• _TO DO_
Report, in full, each line of the listing below that contains the word "metal". Case counts.

• _Pointing dataset records_

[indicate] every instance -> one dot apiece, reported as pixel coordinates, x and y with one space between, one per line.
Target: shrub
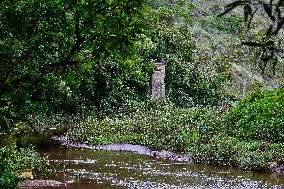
259 116
12 160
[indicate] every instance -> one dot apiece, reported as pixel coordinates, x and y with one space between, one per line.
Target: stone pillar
157 84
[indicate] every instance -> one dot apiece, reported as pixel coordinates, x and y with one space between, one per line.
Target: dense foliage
51 52
205 134
259 116
13 160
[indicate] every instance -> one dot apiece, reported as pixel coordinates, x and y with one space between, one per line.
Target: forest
82 68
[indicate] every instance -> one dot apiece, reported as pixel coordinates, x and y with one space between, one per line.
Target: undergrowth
207 134
13 160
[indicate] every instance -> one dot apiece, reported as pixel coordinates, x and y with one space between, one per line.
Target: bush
13 160
259 116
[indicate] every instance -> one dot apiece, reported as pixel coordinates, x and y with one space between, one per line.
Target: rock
183 158
40 183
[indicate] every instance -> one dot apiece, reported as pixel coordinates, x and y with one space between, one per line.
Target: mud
40 183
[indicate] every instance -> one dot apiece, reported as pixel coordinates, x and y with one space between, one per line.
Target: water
89 169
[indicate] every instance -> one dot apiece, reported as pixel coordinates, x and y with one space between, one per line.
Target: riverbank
201 132
167 155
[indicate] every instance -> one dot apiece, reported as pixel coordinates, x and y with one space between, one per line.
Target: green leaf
268 9
247 12
232 6
252 44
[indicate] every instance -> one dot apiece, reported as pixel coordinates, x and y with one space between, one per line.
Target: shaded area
84 168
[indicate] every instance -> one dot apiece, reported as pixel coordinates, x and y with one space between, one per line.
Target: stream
83 168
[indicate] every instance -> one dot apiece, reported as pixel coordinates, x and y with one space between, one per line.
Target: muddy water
93 169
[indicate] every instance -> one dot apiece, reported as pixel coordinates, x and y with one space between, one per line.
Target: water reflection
85 169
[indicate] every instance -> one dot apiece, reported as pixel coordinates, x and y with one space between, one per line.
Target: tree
44 43
273 9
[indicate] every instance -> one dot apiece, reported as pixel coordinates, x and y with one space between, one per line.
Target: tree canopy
46 45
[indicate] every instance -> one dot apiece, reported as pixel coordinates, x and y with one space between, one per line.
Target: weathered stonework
157 84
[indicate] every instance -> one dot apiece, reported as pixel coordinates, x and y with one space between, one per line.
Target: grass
202 132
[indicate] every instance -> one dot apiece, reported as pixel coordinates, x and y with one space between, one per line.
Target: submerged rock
40 183
167 155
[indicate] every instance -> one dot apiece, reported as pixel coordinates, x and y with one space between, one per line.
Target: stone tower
157 84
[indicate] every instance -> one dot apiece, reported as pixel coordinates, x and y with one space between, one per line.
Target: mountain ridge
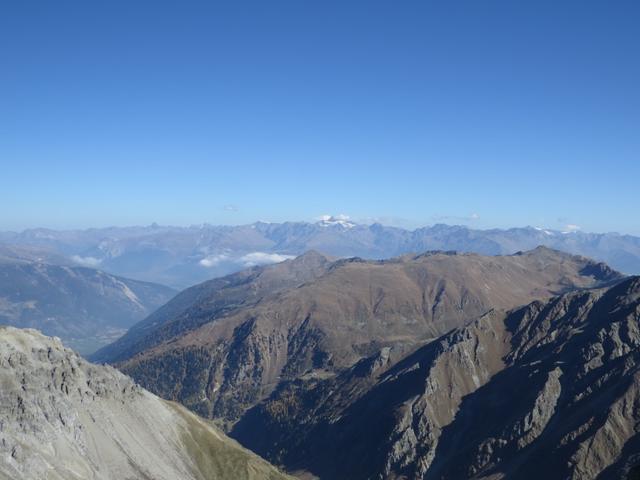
184 256
64 418
234 359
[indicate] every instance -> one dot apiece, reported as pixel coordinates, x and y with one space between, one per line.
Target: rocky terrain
548 390
184 256
224 361
87 308
62 418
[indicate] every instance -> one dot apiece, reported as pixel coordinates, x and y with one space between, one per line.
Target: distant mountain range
62 418
184 256
85 307
431 366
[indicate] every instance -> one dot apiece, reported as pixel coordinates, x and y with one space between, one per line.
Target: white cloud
86 261
213 260
263 258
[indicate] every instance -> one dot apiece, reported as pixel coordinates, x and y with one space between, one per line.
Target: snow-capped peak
339 220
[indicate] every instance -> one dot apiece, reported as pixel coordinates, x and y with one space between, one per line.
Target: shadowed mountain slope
354 309
549 390
62 418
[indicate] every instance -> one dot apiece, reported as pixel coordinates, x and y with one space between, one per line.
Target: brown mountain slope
550 390
215 298
356 308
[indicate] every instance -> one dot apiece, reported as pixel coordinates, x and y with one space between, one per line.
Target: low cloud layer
249 260
262 258
214 260
86 261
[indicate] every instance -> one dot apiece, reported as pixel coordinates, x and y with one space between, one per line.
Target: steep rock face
87 308
350 312
63 418
551 390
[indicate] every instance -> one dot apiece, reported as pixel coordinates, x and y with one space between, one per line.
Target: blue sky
490 113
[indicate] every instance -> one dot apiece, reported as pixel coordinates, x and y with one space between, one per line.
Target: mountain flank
223 362
62 418
85 307
550 390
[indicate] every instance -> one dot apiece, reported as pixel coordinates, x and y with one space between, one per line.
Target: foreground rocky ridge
318 328
550 390
64 418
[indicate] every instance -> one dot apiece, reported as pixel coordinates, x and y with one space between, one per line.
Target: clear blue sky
130 112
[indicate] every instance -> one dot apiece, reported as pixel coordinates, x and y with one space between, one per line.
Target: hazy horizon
491 114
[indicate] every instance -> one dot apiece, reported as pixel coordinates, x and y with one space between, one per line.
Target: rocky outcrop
64 418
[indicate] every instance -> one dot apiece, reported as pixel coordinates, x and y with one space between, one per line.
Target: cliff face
64 418
550 390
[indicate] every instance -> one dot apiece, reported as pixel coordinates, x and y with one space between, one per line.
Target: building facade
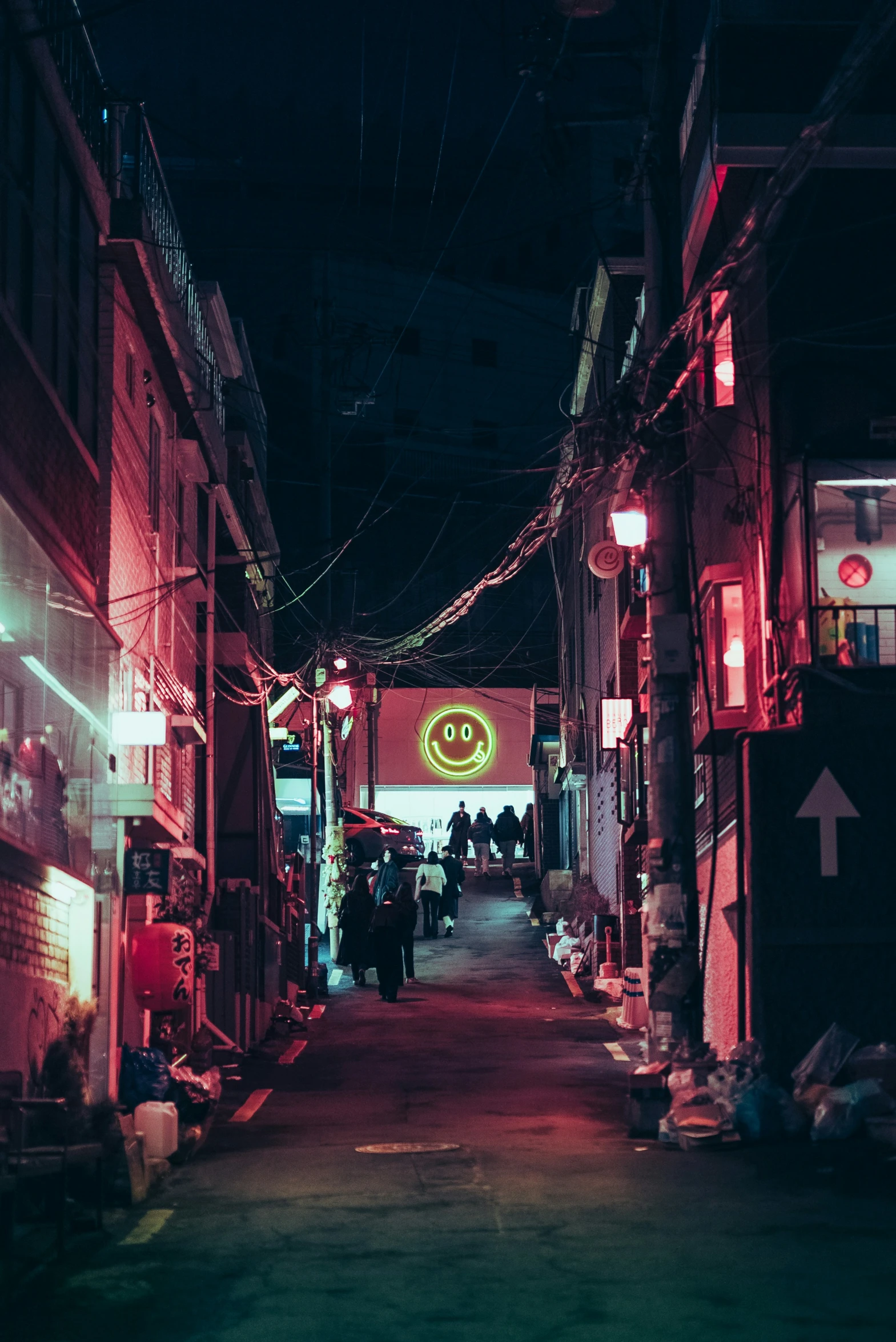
129 482
785 473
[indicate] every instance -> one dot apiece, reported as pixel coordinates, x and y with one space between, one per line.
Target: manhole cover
407 1148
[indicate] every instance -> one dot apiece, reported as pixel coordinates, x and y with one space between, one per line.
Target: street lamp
340 695
629 528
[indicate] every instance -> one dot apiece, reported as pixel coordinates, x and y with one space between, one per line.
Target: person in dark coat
528 826
459 832
356 913
408 906
385 932
481 838
388 877
451 890
508 834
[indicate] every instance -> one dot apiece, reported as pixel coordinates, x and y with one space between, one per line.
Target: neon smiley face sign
458 743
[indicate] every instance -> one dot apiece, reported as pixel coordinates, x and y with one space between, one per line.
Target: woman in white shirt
431 878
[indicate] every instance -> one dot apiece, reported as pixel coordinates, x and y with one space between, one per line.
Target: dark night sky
256 110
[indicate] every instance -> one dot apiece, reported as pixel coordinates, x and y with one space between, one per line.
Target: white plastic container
157 1121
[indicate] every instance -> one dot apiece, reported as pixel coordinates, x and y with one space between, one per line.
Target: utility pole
672 910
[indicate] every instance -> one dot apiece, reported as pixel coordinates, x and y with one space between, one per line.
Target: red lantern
162 967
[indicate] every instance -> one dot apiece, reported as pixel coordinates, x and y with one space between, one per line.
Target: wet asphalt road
545 1223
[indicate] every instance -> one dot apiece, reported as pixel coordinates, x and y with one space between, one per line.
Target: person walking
528 824
385 932
356 913
408 906
509 832
388 877
459 832
481 834
451 893
431 879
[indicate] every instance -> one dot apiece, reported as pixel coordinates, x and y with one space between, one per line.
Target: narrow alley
540 1217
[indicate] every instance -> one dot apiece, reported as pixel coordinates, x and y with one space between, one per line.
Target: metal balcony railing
148 184
855 635
62 27
141 175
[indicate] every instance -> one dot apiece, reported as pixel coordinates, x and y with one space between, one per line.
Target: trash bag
195 1094
825 1059
844 1109
144 1075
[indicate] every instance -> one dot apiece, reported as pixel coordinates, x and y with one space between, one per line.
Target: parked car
368 832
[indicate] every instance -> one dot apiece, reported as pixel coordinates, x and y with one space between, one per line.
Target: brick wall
153 618
34 933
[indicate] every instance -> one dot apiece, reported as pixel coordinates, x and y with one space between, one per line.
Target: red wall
721 992
405 713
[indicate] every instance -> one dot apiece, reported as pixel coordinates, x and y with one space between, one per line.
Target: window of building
180 502
155 474
485 353
407 340
722 355
49 249
724 634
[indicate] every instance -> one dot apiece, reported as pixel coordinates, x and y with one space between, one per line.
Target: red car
368 832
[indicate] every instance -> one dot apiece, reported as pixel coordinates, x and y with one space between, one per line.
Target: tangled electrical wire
627 420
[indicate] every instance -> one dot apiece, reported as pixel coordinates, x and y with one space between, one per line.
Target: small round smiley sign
458 743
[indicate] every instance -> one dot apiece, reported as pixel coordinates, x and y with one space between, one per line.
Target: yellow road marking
293 1051
149 1224
251 1106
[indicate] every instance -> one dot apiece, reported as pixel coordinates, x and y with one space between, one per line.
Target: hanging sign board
148 871
616 716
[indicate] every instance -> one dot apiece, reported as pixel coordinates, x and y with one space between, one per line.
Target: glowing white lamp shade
725 372
733 656
140 729
629 528
341 697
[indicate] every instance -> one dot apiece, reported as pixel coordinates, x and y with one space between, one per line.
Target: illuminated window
722 355
724 634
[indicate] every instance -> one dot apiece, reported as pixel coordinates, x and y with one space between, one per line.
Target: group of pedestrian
379 916
377 928
506 831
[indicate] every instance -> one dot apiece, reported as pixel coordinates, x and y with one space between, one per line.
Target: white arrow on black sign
827 803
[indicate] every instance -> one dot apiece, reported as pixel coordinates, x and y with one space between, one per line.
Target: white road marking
293 1051
251 1106
149 1224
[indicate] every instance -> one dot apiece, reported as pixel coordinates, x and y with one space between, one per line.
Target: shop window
57 664
724 635
724 652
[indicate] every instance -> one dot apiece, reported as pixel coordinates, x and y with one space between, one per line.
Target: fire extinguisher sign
147 871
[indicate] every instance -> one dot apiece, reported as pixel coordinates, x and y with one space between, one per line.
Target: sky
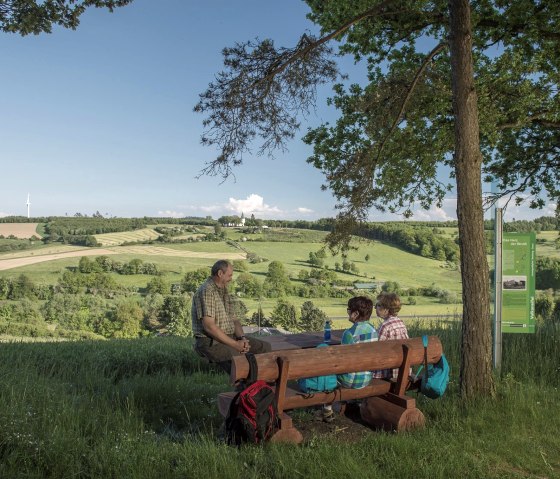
101 118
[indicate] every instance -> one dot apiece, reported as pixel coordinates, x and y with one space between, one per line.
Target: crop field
113 239
19 230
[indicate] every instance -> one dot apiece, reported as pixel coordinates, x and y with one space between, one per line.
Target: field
113 239
385 262
19 230
145 408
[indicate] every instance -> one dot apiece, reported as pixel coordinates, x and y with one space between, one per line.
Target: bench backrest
338 359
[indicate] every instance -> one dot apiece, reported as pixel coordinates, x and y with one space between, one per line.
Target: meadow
374 261
145 408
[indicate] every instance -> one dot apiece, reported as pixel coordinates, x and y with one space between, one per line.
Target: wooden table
310 339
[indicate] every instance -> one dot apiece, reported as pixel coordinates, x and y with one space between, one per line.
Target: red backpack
252 415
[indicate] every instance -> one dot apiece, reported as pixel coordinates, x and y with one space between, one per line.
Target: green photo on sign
518 282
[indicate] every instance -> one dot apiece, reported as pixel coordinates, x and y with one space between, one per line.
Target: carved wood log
338 359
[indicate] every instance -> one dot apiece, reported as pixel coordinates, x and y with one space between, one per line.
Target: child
359 311
387 307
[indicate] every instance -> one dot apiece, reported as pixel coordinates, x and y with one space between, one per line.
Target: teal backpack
318 383
436 376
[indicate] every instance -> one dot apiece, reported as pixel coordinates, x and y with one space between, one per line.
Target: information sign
518 282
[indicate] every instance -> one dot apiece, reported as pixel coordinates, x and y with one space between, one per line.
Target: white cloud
171 214
253 204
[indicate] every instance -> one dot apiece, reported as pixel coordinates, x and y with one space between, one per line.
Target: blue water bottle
327 333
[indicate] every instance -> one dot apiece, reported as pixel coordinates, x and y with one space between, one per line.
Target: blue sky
101 118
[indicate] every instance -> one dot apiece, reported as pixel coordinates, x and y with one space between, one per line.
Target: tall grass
146 408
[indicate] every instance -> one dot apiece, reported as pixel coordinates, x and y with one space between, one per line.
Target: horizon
101 119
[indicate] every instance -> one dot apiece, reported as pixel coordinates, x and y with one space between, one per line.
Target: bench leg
384 414
286 431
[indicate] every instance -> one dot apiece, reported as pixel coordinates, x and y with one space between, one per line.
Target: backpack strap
425 343
253 368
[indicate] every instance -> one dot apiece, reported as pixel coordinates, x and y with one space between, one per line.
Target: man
218 333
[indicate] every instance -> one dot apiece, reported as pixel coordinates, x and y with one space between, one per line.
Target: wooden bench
385 403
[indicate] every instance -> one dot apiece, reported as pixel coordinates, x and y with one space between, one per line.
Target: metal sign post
498 285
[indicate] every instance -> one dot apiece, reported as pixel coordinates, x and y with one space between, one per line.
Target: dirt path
32 258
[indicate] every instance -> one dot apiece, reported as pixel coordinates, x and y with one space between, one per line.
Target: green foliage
19 288
312 318
240 265
146 408
76 311
193 279
249 285
175 315
158 285
34 17
127 319
284 316
277 281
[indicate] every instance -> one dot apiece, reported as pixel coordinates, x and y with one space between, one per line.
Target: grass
146 408
336 307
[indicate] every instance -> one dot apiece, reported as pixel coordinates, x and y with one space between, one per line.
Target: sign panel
518 282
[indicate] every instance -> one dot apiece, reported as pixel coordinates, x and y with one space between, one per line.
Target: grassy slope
146 408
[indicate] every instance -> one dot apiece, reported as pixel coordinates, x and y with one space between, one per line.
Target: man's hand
243 345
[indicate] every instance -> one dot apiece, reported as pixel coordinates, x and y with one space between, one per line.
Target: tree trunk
476 340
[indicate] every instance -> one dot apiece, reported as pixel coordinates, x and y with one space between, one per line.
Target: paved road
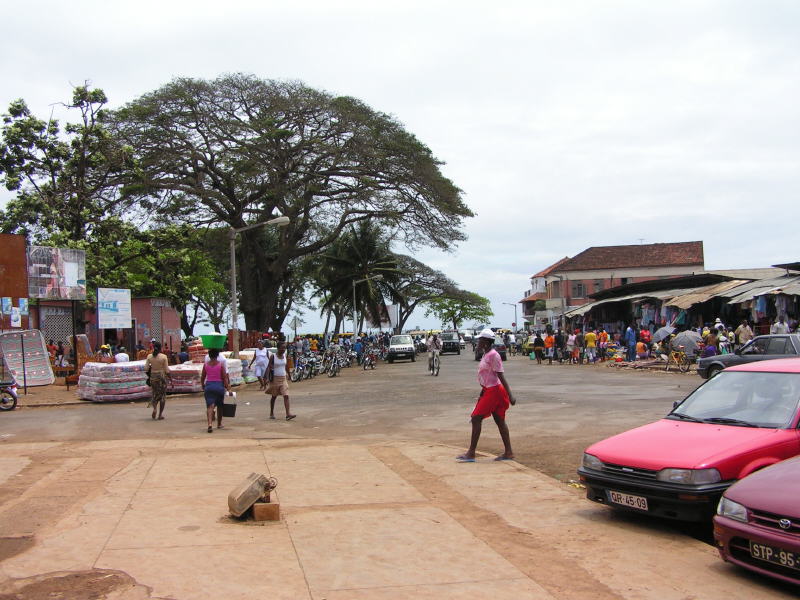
560 410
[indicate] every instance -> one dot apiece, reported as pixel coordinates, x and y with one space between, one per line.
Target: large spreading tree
236 149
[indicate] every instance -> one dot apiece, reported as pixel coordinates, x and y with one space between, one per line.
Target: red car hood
683 445
774 489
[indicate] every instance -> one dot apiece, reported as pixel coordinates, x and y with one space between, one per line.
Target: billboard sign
113 308
56 273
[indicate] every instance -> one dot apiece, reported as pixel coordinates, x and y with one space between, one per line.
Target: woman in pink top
494 400
214 379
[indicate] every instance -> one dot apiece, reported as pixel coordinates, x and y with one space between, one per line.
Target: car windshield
744 398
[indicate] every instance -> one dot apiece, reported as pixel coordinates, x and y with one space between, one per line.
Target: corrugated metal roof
748 291
704 294
660 295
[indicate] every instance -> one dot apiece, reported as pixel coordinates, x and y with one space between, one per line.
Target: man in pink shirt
494 400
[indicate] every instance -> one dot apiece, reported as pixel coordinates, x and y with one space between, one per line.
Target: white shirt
279 365
261 356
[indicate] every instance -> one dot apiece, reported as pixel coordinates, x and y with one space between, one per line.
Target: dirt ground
560 409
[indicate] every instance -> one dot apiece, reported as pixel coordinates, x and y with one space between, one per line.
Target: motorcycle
8 395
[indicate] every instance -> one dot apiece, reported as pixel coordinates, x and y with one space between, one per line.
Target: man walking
494 400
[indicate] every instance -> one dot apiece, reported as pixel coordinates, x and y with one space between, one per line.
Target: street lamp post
280 222
377 277
515 314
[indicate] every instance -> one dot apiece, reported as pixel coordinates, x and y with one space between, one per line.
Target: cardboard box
267 511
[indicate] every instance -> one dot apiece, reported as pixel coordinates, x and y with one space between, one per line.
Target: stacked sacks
234 366
197 353
185 378
106 382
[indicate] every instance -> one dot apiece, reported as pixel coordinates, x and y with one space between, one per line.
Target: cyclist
434 345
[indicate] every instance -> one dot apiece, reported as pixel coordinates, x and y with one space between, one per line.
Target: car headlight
592 462
689 476
732 510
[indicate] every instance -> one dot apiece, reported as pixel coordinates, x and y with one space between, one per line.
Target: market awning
753 289
658 295
704 294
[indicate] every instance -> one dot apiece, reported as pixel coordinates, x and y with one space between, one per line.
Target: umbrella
689 339
662 333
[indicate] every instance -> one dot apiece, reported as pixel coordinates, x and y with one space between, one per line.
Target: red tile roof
635 255
534 297
551 268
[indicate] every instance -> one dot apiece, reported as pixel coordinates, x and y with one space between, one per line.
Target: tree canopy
464 306
235 149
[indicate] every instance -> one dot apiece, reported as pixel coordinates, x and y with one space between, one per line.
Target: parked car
401 346
742 420
498 345
450 342
763 347
758 522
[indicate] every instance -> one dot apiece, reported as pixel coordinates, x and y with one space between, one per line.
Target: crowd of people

• _EXERCISE OUTPUT_
Target: metal balcony railing
Target: metal sign post
Target: corrugated metal roof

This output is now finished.